● **TASK TO COMPLETE**: Pick out each line in the records below that contains the string "ground", treating uppercase and lowercase letters as distinct.
----------
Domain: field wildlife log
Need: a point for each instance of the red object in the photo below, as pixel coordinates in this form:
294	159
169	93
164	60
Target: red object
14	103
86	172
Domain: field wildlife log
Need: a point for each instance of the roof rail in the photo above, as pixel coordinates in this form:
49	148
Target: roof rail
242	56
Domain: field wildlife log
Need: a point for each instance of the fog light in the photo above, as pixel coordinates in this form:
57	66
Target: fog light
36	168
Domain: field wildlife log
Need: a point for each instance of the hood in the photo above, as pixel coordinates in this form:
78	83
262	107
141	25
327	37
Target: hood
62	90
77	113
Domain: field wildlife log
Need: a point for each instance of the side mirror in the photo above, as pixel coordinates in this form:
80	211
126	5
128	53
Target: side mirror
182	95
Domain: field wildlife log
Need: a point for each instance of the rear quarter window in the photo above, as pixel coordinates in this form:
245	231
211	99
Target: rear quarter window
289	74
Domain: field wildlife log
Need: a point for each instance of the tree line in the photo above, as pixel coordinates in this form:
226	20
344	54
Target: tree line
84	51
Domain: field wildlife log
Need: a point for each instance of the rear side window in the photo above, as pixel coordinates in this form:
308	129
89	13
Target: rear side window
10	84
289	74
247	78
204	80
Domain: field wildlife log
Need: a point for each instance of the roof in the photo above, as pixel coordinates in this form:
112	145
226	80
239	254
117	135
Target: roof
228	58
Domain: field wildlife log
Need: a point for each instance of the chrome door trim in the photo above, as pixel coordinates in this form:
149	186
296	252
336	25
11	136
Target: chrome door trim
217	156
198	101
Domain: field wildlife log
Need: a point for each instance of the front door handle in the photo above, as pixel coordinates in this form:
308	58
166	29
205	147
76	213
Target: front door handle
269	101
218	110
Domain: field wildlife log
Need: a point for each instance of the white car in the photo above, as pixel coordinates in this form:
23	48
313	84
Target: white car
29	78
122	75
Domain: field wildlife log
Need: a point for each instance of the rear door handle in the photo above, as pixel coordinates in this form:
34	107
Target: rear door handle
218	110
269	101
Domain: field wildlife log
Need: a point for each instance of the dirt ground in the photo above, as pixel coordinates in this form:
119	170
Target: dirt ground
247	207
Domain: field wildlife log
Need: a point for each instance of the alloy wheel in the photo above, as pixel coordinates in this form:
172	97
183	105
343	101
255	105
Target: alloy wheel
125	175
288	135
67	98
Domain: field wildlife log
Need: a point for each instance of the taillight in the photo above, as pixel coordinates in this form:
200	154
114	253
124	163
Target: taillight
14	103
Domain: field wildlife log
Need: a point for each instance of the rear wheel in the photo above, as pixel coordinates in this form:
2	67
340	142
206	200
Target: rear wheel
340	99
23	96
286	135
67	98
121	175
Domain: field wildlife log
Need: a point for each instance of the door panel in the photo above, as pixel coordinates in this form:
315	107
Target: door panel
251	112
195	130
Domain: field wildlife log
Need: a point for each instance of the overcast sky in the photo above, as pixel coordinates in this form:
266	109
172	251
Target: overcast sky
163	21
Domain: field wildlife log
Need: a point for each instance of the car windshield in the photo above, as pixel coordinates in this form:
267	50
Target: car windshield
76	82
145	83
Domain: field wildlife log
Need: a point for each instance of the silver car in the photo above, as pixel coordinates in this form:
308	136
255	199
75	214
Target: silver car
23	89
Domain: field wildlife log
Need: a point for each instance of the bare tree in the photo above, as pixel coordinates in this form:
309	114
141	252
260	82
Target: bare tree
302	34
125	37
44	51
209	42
----------
● **WRITTEN RESPONSE**:
Need: a point for each instance of the dirt ground in the photo above, as pixel coordinates in this form:
Target: dirt ground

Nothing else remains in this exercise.